▸ **ACTIONS TO TAKE**
A. Answer these questions using the course description:
(i) Who is the teacher in charge?
(ii) Which centuries does the course cover?
(iii) How many external examination papers are there?
B. Copy the course description from "The Renaissance Art" up to and including "and written assessments.", swapping "Medici" for "Sforza".

▸ **PASSAGE PROVIDED**
13 Art History Renaissance
Teacher in Charge: Ms R. Grant
Art History is a really interesting and fun way to investigate the impact and effect of historical and cultural change through art. Students will look at, read about and discuss art works, ideas and history in class, engaging with the philosophical, economic, political, religious and social contexts that have shaped culture.
The Renaissance Art History course covers changing styles and ideas in the European Renaissance from the 14th to the 15th Centuries. Students investigate art works and architecture by a range of artists in Italy and Northern Europe including Giotto, Jan Van Eyck, Brunelleschi, Donatello, Piero della Francesca and Leonardo da Vinci. Alongside art and architecture, students will look at many aspects of society, for example, how wealthy banking families such as the Medici were influencing political and economic history to establish the beginnings of modern society.
Writing is a key method of assessment in the course. Students will work to develop their vocabulary, paragraph and essay writing skills through the class tasks and discussions, course readers and written assessments.
Art History will support any future career, by developing analysis and critical thinking skills, writing, literacy and discussion skills in students.
There will be two internal assessments and three external examination papers.

▸ **STUDY MATERIAL**
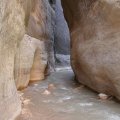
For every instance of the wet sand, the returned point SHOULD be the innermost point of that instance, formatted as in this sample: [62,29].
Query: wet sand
[66,100]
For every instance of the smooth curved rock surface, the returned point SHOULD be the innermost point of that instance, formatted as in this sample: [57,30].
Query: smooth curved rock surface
[95,50]
[12,29]
[31,61]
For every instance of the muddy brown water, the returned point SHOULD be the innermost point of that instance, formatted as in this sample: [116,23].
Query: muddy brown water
[67,101]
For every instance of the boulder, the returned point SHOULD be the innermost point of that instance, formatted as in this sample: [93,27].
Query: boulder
[95,43]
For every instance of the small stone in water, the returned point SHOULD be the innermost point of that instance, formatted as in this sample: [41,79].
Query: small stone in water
[51,86]
[46,92]
[103,96]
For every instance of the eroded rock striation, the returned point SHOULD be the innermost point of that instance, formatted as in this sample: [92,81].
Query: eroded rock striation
[95,43]
[12,29]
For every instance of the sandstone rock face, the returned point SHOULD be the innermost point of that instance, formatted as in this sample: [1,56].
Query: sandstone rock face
[95,49]
[34,55]
[11,32]
[62,37]
[24,60]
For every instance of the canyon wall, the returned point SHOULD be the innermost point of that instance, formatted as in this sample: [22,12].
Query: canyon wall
[12,29]
[95,43]
[27,48]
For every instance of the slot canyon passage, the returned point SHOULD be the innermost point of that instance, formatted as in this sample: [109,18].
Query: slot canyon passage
[59,59]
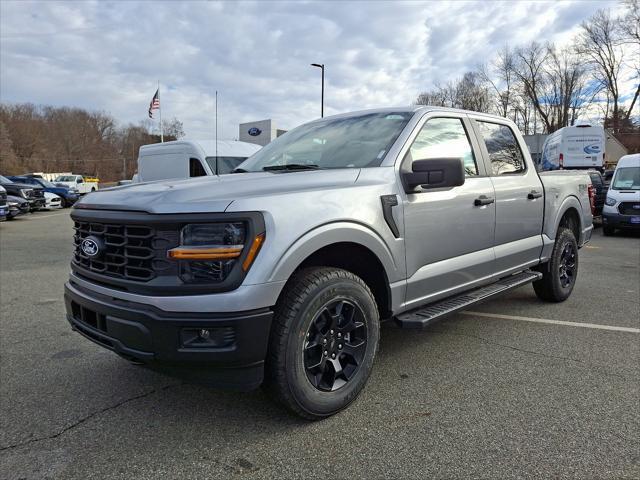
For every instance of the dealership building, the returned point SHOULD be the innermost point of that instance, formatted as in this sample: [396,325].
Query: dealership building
[260,132]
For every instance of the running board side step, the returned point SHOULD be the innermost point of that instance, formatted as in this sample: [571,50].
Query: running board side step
[425,316]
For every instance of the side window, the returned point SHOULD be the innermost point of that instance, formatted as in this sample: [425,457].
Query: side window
[195,168]
[441,138]
[504,151]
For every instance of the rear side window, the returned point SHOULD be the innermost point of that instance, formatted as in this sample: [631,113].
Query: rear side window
[504,151]
[195,168]
[442,138]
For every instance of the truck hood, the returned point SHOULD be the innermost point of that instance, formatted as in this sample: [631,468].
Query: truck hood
[212,193]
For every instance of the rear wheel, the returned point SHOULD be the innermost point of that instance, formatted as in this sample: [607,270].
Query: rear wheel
[323,342]
[559,274]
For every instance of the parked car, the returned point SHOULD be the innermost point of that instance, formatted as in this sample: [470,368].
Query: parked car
[33,194]
[17,206]
[52,201]
[281,275]
[190,158]
[4,207]
[78,182]
[622,206]
[68,195]
[600,192]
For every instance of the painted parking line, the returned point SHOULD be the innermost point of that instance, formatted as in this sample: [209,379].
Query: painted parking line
[554,322]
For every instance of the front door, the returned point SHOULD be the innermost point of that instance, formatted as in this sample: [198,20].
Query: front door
[448,235]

▸ **SOLUTIONS TO THE PROBLEMS**
A.
(i) Ms R. Grant
(ii) The 14th to the 15th Centuries
(iii) Three

B.
The Renaissance Art History course covers changing styles and ideas in the European Renaissance from the 14th to the 15th Centuries. Students investigate art works and architecture by a range of artists in Italy and Northern Europe including Giotto, Jan Van Eyck, Brunelleschi, Donatello, Piero della Francesca and Leonardo da Vinci. Alongside art and architecture, students will look at many aspects of society, for example, how wealthy banking families such as the Sforza were influencing political and economic history to establish the beginnings of modern society.
Writing is a key method of assessment in the course. Students will work to develop their vocabulary, paragraph and essay writing skills through the class tasks and discussions, course readers and written assessments.